● Work request A:
In the film reviews below, for how many years does the woman live in her van on Bennett's driveway?
● Work request B:
Rewrite the passage of the film reviews that begins at the words "Now, this to" and stops after "was still alive.", substituting "Ingrid" for "Katja".

● Selected extract:
* * * * *
This is apparently the real story of Mary Shepherd aka Margaret Fairchild (Maggie Smith), a woman who wiped out a motorcyclist and then went on the run from the police even though the police weren’t looking for her because it wasn’t her fault.


Bennett doesn’t know this when she turns up in a battered old van and parks in his well-to-do street in Camden. Spotting Bennett as a soft touch she worms her way on to his driveway, where she then lives in her van (or vans and always repainted yellow) for fifteen years until her death.

It wasn’t until after her death that they finally found out who she was but the film shows us, sort of, as we go along. Like how she was a gifted pianist who then tried to become a nun. How her brother put her in an institution from which she escaped. 


None of which fully explains why she acted as she did in the first place and what happened to the life she left behind. She is, it is implied, simply eccentric.

If that isn’t eccentric enough, then there’s Bennett himself or indeed the two Bennetts, Alan the writer and Alan the homeowner. Bennett the writer wrote a book about the whole thing, turned it into a play and now this film. Both of which starred Maggie Smith, who better to play a batty old woman.


The relationship between the two leads is the heart of the film but I found both of them insufferable and while I couldn’t understand the logic of her decision to live in a van, I couldn’t understand Bennett's decision to let her stay either.

So it’s all a bit too eccentric for me and that’s before we get to the graveyard scene at the end.

Monday, 31 August 2015

45 Years





Kate Mercer (Charlotte Rampling) has been married to Geoff (Tom Courtenay) for almost 45 years and their wedding anniversary is looming. Plans are well advanced for a party to celebrate when Geoff gets a letter written which reveals that the body of his pregnant former girlfriend, Katja, who fell into a glacier in the Swiss mountains in the early 1960s, has been discovered, perfectly preserved in the ice. 


Now, this to me would have triggered an immediate trip to Switzerland to pay my final respects to my ex with hopefully my partner alongside me for support but this isn’t how it plays out.

Geoff hasn’t told his wife about Katja, ever. Whoops. Not that you’d think that would matter much as the relationship was done and dusted, albeit in tragic circumstances, before he even met Kate.

However Geoff retreats into himself, reflecting back on things and contemplating how his life might turned out had she not died. It’s as if he hasn’t thought of the girl in the last 45 years, which I’m sure wouldn’t have been the case.

Kate meanwhile is green eyed with jealousy and mistrust at this girl who has accidentally discovered eternal youth. Yet Katja is dead, it's a good job he didn't get a letter about an ex who was still alive.

She goes to the lengths of digging Geoff's old photos of the fateful trip to Switzerland out in the loft and viewing them on the slide projector. The fact that these are so easily accessible sort of hints there was no big secret here but for some reason she has never bothered to look before.


The similarity of their names and the fact that the couple don't really have any photographs of themselves hints at a deeper conspiracy on Geoff's part but doesn't really convince. Isn't Kate capable of taking her own photos? Then again, probably not. 

It’s also a bit one-sided, there is no mention of any former life or lovers that Kate may have enjoyed pre-Geoff. Then again, she probably didn’t.

All this happens amidst their perfect but mundane life on the edge of the Norfolk Broads. e.g shopping trips are interspersed with Geoff's failing efforts to fix the lavatory.

I am sure had this happened to me, once I'd got over the grief, it's the sort of thing I'd have used as a chat up line. Guess what happened to my last girlfriend, she ended up in a crevasse in the Alps ha ha. I'd still be single obviously. Then I’m a great believer in fate, not matter how tragic.


45 Years is a simple slow-burning and deliberately enigmatic film which is I guess supposed to be its strength but it is also its failing. Technically this is a good, well-acted film, just not a very exciting one.
* * * * *
● Material shown:
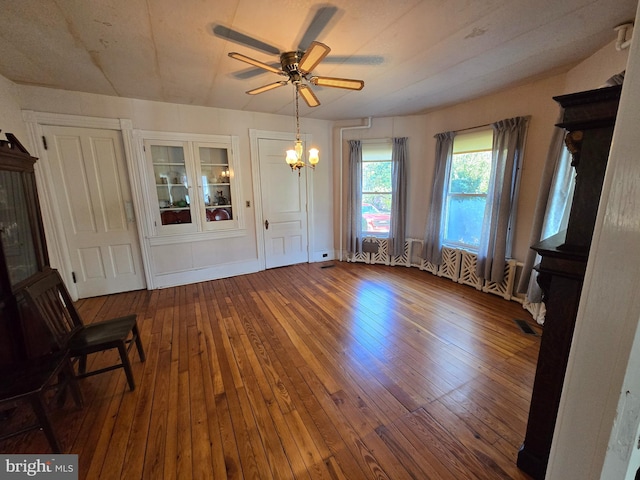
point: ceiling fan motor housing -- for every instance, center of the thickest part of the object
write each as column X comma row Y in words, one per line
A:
column 289, row 62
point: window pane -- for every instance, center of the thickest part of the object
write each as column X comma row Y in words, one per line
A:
column 376, row 176
column 376, row 213
column 464, row 220
column 470, row 172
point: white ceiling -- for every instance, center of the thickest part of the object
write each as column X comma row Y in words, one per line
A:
column 413, row 55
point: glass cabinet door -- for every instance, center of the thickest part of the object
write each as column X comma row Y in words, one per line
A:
column 15, row 228
column 215, row 183
column 172, row 179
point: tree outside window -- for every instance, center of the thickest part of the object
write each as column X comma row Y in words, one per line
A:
column 467, row 188
column 376, row 188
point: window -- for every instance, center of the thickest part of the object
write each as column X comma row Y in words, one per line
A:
column 376, row 188
column 467, row 187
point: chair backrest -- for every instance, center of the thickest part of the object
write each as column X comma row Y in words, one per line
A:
column 51, row 300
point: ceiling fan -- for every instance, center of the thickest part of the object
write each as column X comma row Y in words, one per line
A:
column 296, row 66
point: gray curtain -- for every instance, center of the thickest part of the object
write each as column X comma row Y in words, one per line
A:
column 499, row 215
column 354, row 201
column 433, row 235
column 399, row 196
column 552, row 209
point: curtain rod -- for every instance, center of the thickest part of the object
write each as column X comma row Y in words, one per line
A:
column 473, row 128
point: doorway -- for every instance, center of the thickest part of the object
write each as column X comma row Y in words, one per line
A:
column 90, row 186
column 282, row 226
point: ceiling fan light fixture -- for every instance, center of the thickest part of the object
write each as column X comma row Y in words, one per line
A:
column 337, row 82
column 307, row 94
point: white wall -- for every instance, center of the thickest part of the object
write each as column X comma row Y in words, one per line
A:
column 11, row 114
column 597, row 69
column 240, row 253
column 599, row 411
column 533, row 99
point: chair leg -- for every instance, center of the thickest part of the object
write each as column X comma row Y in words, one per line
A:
column 82, row 364
column 73, row 384
column 139, row 343
column 41, row 413
column 124, row 357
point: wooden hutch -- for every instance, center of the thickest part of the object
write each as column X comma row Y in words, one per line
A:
column 589, row 119
column 23, row 252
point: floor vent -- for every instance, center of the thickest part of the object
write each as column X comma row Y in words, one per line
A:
column 525, row 327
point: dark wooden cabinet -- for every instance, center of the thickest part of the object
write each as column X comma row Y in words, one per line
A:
column 589, row 119
column 23, row 253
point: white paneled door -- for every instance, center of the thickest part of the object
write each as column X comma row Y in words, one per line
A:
column 89, row 178
column 284, row 206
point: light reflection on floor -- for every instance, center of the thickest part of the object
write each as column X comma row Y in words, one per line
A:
column 379, row 320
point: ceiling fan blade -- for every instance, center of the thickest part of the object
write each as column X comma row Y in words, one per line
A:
column 241, row 38
column 313, row 56
column 355, row 59
column 307, row 94
column 256, row 63
column 266, row 88
column 318, row 23
column 334, row 82
column 251, row 72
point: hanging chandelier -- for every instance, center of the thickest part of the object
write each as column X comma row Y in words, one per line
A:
column 295, row 156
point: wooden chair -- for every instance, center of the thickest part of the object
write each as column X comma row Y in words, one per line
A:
column 50, row 298
column 30, row 382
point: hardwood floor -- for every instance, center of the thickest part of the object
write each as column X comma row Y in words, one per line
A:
column 350, row 372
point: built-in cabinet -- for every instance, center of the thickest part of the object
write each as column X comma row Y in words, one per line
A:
column 192, row 184
column 190, row 206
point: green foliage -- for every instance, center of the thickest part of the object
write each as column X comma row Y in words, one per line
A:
column 470, row 172
column 376, row 177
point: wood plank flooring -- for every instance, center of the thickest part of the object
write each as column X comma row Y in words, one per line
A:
column 350, row 372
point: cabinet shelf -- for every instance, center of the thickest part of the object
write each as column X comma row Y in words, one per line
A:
column 198, row 173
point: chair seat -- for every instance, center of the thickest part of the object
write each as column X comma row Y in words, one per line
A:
column 98, row 334
column 30, row 376
column 50, row 298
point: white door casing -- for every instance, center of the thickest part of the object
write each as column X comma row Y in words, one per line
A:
column 282, row 216
column 90, row 184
* * * * *
● Task solution A:
Fifteen years.

● Task solution B:
Now, this to me would have triggered an immediate trip to Switzerland to pay my final respects to my ex with hopefully my partner alongside me for support but this isn’t how it plays out.

Geoff hasn’t told his wife about Ingrid, ever. Whoops. Not that you’d think that would matter much as the relationship was done and dusted, albeit in tragic circumstances, before he even met Kate.

However Geoff retreats into himself, reflecting back on things and contemplating how his life might turned out had she not died. It’s as if he hasn’t thought of the girl in the last 45 years, which I’m sure wouldn’t have been the case.

Kate meanwhile is green eyed with jealousy and mistrust at this girl who has accidentally discovered eternal youth. Yet Ingrid is dead, it's a good job he didn't get a letter about an ex who was still alive.